**What you are asked to do**
Copy all the material below, exactly as it stands.

**Data section**

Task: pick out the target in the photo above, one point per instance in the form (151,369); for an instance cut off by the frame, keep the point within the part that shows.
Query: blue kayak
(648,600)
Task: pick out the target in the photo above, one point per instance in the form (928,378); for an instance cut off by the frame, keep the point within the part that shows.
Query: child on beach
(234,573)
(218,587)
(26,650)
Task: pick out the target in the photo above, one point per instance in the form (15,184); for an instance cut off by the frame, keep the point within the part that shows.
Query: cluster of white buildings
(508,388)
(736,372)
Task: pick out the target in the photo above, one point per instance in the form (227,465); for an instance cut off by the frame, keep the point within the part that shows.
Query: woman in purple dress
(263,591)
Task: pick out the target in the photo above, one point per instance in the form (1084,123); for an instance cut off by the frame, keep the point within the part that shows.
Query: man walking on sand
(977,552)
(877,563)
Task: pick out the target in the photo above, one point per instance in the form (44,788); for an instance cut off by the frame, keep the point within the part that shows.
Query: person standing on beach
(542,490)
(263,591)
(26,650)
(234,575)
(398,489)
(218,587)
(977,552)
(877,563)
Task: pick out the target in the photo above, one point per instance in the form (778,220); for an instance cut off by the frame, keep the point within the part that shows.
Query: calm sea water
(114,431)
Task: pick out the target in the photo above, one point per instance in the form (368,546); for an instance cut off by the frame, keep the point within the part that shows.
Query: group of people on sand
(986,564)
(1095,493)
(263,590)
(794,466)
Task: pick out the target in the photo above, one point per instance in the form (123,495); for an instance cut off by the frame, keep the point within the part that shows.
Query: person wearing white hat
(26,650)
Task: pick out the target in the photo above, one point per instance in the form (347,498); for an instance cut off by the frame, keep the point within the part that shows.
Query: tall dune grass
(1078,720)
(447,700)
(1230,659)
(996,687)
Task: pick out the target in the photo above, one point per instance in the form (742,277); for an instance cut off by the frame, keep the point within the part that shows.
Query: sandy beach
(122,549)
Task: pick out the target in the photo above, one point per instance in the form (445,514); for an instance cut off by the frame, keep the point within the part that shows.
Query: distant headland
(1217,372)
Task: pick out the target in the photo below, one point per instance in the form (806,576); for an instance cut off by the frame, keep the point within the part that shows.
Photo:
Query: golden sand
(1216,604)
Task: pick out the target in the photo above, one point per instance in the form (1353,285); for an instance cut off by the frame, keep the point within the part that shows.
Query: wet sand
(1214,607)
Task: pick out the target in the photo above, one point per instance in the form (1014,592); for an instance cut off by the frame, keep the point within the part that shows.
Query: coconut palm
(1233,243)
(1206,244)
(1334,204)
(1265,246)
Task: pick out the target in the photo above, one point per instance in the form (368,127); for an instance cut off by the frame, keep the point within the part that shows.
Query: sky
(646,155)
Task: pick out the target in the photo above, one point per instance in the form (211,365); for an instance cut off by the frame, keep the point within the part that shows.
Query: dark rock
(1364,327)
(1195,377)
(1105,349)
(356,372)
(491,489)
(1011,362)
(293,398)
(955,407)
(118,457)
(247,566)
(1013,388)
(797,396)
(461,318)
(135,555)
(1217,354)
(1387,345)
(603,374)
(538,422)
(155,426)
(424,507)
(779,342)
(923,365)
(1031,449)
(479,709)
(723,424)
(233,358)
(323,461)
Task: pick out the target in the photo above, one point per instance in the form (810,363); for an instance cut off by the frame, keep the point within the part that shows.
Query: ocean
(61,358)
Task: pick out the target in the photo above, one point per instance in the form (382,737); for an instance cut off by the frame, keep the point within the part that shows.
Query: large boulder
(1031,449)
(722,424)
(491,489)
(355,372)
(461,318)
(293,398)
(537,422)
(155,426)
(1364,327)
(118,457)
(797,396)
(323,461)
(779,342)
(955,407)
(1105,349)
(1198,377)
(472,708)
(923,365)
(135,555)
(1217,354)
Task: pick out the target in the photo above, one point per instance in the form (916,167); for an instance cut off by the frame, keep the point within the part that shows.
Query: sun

**Answer**
Task: pick out the target in the photo above, one point per instance in the form (151,369); for an instance cut off by the frame, keep the point within the part that shows.
Query: blue kayak
(648,600)
Task: pick out the target in the photo above, one point per instance in the form (928,378); for an instance cut off by the frame, keep the point within the part that shows.
Query: child on beach
(234,573)
(218,587)
(26,650)
Task: pick out the target in the photo above, one point per instance in the form (15,184); for an instance cut off by the frame, keep the point within the part that shows.
Query: cluster of white buildings
(508,388)
(736,372)
Task: pick out the target in the photo above, one point per instance in the form (227,465); for an instance cut off by the frame, keep the point within the part that shows.
Query: woman in purple dress
(263,591)
Task: pick out the target in the photo above, one point per instance in the form (1084,123); for an instance cut off by the frame, keep the point within the part that shows.
Query: man walking on sand
(977,552)
(877,563)
Task: pick out the target in the photo above, one point per instance in the form (44,788); for an instance cut off by the frame, keep the point within the part that shows.
Query: person standing on beach
(542,490)
(263,591)
(26,650)
(234,575)
(398,489)
(218,587)
(977,552)
(877,563)
Task: pick out the target in the photo above, one point per instance in the form (778,220); for an instance cut off by the frame, keep the point within the part that shows.
Query: calm sea water
(114,431)
Task: pick out the target in the photo above, one point per instance in the form (368,546); for an instance cut off by the frame, keep the point within the part that shows.
Query: group of people on sand
(986,564)
(1095,493)
(263,590)
(794,466)
Task: pick out the target in the photo above, one point per instance in the form (123,495); for an instance cut off by the frame, keep the point within the part that shows.
Query: person wearing white hat
(26,650)
Task: pick out the target in the photo above, one point per instance in the form (347,498); for an instance cut off by the frame, keep the point within the part that shows.
Query: tall dune grass
(1078,720)
(447,700)
(1230,659)
(996,687)
Task: pick out the target in the photo above, one point per instance in the form (742,277); for an instance cut off by the frame, keep the point within the part that shows.
Query: sandy beach
(122,549)
Task: pick out the target in the photo above, one point per instance in the form (445,514); for an instance cut off by the frame, keep the point within the part that shows.
Query: distant headland
(1217,372)
Task: pick out the target in the photo below, one point per instance in the form (806,576); for an instance cut off by the frame, keep the point within the part that shows.
Photo:
Query: golden sand
(1216,604)
Task: pick out the target in the photo above, one point per instance in the form (1353,285); for an instance cut off by the frame, keep the point within the part that shows.
Query: wet sand
(1214,607)
Task: pick out the target in the photo above, one point per instance in the form (1014,592); for an instance cut off by the frame, keep the point within the part that shows.
Query: coconut palm
(1233,243)
(1206,244)
(1334,204)
(1265,246)
Task: pick out the target in the photo above, one point per instance in the form (368,127); for an instance cut off by the frame, keep the point within the part that shows.
Query: sky
(646,155)
Task: pick out the target in the photo above, one point per instance in the form (211,365); for an instance cut off by the frame, keep the point within the part that shows.
Query: dark rock
(1364,327)
(1195,377)
(1105,349)
(356,372)
(491,489)
(1011,362)
(293,398)
(955,407)
(118,457)
(247,566)
(1013,388)
(797,396)
(461,318)
(135,555)
(1217,354)
(1387,345)
(603,374)
(538,422)
(155,426)
(424,507)
(779,342)
(923,365)
(1031,449)
(479,709)
(723,424)
(233,358)
(323,461)
Task: pick out the target in the photo above, one point per instance in the form (810,363); for an instance cut off by the frame, keep the point within the part that shows.
Query: ocean
(61,358)
Task: pick out the target in the photo above, one point per instance in the form (382,737); for an instance cut off by the frame, keep the point within the part that shows.
Query: large boulder
(1031,449)
(722,424)
(491,489)
(355,372)
(461,318)
(293,398)
(537,422)
(155,426)
(1364,327)
(118,457)
(797,396)
(323,461)
(779,342)
(955,407)
(1105,349)
(1198,377)
(472,708)
(923,365)
(135,555)
(1217,354)
Task: pick out the target in the photo above, one point per instance in the form (916,167); for an instance cut off by the frame, keep the point within the part that shows.
Query: sun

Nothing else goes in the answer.